### EXERCISE REQUIREMENTS:
Rewrite the rows below, from the row containing "If you could tag each instance of the white wall" through the last row, requests included, scaling every x and y coordinate in the answers by 2.45 and rounding each result to a whole number with halves rounded up. Give only those rows, and leave the requests unchanged.

### RECORDS PROVIDED:

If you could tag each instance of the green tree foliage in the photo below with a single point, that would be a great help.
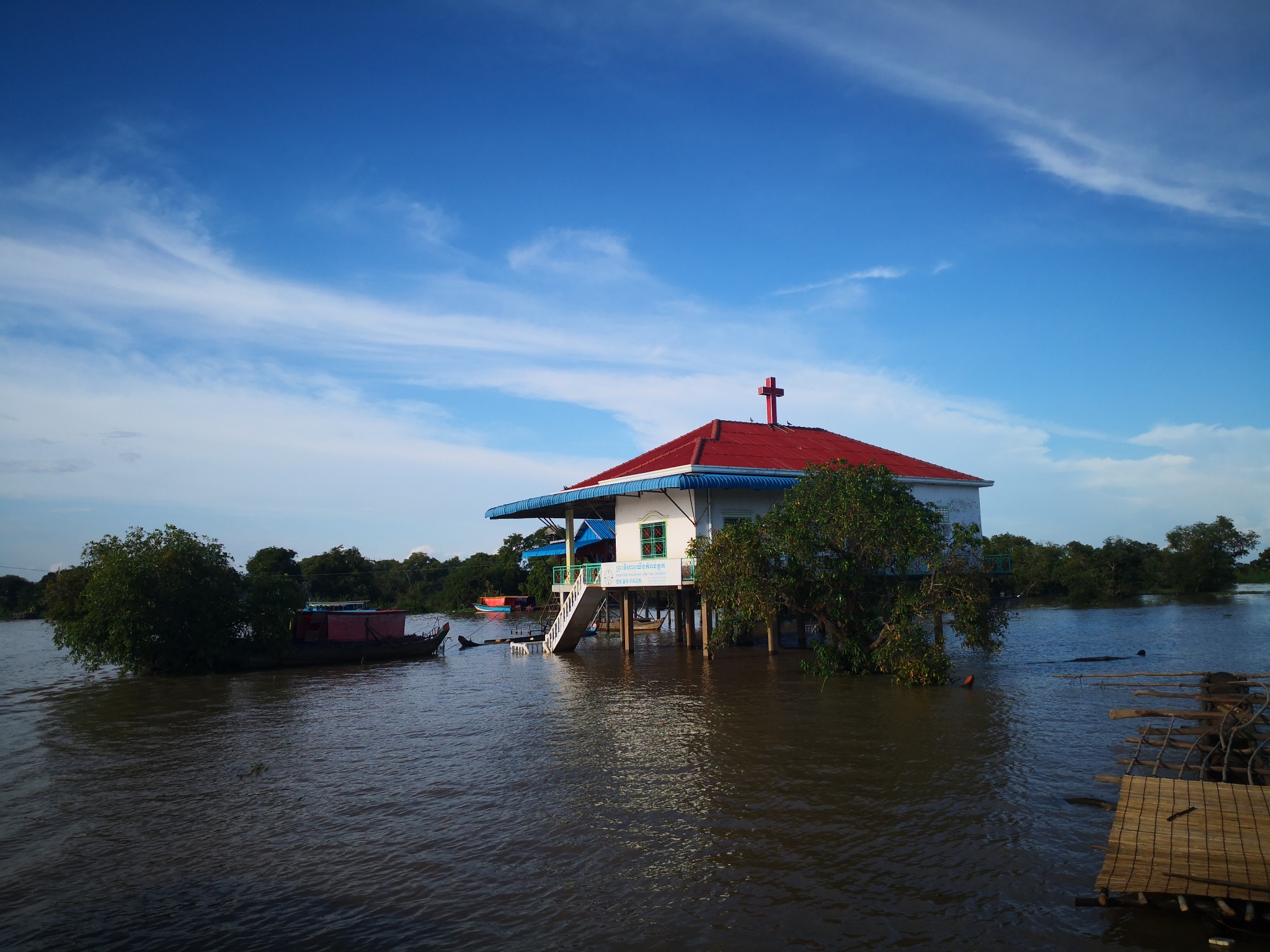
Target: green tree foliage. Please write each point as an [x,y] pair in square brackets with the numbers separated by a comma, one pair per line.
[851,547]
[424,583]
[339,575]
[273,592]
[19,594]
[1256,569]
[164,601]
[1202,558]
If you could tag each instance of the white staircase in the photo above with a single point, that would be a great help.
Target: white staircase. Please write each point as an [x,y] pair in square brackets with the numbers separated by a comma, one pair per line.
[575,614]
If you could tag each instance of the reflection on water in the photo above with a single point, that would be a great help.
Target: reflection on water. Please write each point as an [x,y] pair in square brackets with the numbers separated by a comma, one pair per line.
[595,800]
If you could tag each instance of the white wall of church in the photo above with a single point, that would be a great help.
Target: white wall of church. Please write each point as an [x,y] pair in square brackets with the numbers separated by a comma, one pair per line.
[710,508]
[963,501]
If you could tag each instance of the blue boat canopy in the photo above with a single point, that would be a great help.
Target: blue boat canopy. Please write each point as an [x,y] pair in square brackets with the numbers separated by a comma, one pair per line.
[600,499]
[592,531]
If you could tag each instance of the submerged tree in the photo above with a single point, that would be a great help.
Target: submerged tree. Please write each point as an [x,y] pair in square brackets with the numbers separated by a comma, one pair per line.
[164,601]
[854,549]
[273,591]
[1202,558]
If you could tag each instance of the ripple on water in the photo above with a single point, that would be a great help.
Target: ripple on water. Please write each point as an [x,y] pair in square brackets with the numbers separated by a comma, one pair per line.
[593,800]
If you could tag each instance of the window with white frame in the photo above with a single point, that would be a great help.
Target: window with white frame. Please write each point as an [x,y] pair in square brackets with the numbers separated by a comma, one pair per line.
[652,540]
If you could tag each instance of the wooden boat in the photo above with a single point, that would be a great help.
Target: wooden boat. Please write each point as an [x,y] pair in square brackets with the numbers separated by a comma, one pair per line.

### SOLUTION FOR THIS PROBLEM:
If you could tag each instance of the white wall of church in the photo above with a single point, that would be a great help.
Target: white wall of church. Please write each point as an [x,y] pair in square brackets with the numbers separated by a comma, one pair per line.
[1740,1245]
[2359,1227]
If you could tag each instance of the blue boat canopy in the photo above with a single point, that would be a great help.
Target: blue boat canopy. Please write each point as an [x,y] pair in square brackets with the numbers separated by a comma, one pair per line.
[1470,1223]
[1450,1301]
If you could tag each instance of the submerged tree in the photo above with a single point, that would be a great help.
Target: submerged tree. Please write each point as an [x,y] pair in square brackets with the numbers separated by a comma, one pair per line.
[402,1472]
[2092,1345]
[669,1448]
[2945,1367]
If you could tag each instance of the ripple on water in the photo above with a single point, that would be a great help.
Target: ripple on water. Please write each point as an [x,y] pair in square brackets with the numbers separated by a comma, one pair per line.
[1453,1960]
If you could tag each instance of the window with white frame in the photo above with a single point, that would be a great help.
Target: window with white frame. Please write each point as an [x,y] pair in square brackets with the numbers separated by a comma, one pair per line.
[1597,1323]
If you could tag each instance of the wooden boat in the photo above with a single point, that would be a great help.
Target: wooden boat. Please write each point as an [x,y] pair in square brackets with the numbers separated by a comma, one pair per line.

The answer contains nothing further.